# start of Input records

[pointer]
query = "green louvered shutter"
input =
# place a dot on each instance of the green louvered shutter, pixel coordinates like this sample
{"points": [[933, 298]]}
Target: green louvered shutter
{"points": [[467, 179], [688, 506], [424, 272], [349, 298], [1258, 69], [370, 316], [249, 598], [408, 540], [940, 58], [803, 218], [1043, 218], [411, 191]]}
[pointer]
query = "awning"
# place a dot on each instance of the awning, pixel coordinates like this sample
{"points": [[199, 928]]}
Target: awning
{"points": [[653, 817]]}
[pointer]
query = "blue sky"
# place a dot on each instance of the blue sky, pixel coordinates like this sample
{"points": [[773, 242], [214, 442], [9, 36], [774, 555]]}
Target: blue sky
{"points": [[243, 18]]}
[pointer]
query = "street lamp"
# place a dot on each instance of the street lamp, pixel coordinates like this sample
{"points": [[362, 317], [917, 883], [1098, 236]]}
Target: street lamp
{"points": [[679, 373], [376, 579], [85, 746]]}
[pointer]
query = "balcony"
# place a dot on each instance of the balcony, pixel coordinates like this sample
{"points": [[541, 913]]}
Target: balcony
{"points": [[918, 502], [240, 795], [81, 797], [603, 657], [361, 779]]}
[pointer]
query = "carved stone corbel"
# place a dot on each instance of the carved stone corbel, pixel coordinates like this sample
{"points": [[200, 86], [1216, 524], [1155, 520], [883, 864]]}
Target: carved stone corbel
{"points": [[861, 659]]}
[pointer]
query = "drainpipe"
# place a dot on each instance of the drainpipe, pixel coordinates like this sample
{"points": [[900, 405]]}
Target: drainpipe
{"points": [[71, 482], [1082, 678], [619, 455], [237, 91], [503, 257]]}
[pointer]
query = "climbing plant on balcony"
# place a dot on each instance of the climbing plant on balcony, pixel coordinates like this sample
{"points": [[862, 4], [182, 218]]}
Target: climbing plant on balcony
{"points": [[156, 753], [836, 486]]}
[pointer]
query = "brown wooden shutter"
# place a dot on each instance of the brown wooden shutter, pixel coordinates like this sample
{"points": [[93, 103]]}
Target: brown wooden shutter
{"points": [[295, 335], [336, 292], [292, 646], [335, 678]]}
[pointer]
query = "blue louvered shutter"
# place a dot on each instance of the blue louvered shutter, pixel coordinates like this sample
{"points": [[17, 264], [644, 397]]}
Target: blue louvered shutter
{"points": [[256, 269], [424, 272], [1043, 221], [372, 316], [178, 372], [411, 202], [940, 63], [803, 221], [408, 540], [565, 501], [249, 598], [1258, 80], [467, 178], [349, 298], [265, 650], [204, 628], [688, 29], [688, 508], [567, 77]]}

# end of Input records

Give the complete listing a second time, exactly as it reads.

Exercise answer |
[pointer]
query = "green louvered shutter"
input =
# place a dot on each instance of the green louvered shutter, pixel coordinates like this sample
{"points": [[933, 298]]}
Target: green louvered shutter
{"points": [[467, 179], [688, 506], [424, 272], [349, 298], [1258, 69], [370, 316], [249, 598], [408, 540], [940, 58], [803, 218], [1043, 218], [411, 191]]}
[pointer]
query = "awning"
# place a dot on each instance of the awning, pixel coordinates like this sample
{"points": [[199, 928]]}
Target: awning
{"points": [[653, 817]]}
[pointer]
query = "blue sky"
# place a dot on each instance of the blue sky, pixel coordinates like this sample
{"points": [[773, 242], [214, 442], [9, 36], [774, 555]]}
Target: blue sky
{"points": [[243, 18]]}
[pointer]
query = "street lamp"
# place a dot on each instance of the street lamp, pixel coordinates like this sample
{"points": [[362, 317], [917, 883], [1098, 236]]}
Target: street lamp
{"points": [[679, 373], [376, 579], [85, 746]]}
[pointer]
query = "balcony"
# place a dot on each instance of the balcony, pixel coordinates like this sample
{"points": [[541, 913]]}
Target: balcony
{"points": [[918, 502], [240, 795], [81, 797], [603, 657], [361, 779]]}
[pointer]
query = "carved stone corbel"
# place a dot on each instance of the carved stone corbel, pixel coordinates like this sample
{"points": [[200, 86], [1216, 524], [1155, 520], [883, 864]]}
Target: carved stone corbel
{"points": [[861, 659]]}
[pointer]
query = "drainpipe"
# place a dot on each instance of the drainpipe, pixel coordinates like this sample
{"points": [[900, 405]]}
Target: drainpipe
{"points": [[71, 482], [1082, 678], [619, 455], [237, 91], [503, 257]]}
[pointer]
query = "climbing plant on balcony"
# place a dot on each instance of the climbing plant on balcony, pixel coordinates like this sample
{"points": [[862, 4], [182, 218]]}
Target: climbing plant on balcony
{"points": [[156, 753], [836, 486]]}
[pointer]
query = "brown wooden shutter"
# place a dot on each instance of the brown wooden shutter, pixel coordinates like this sample
{"points": [[93, 103]]}
Target: brown wooden shutter
{"points": [[295, 335], [336, 292], [292, 646], [335, 678]]}
[pointer]
query = "blue louvered shutter"
# place a dot on each instance of the blue louvered shutter, pixel coordinates like this sample
{"points": [[17, 264], [644, 397]]}
Target: blue louvered shutter
{"points": [[256, 269], [424, 272], [1043, 221], [372, 316], [178, 372], [411, 202], [940, 63], [803, 221], [408, 540], [565, 501], [249, 598], [1258, 80], [467, 178], [349, 298], [265, 650], [204, 628], [688, 29], [688, 508], [567, 77]]}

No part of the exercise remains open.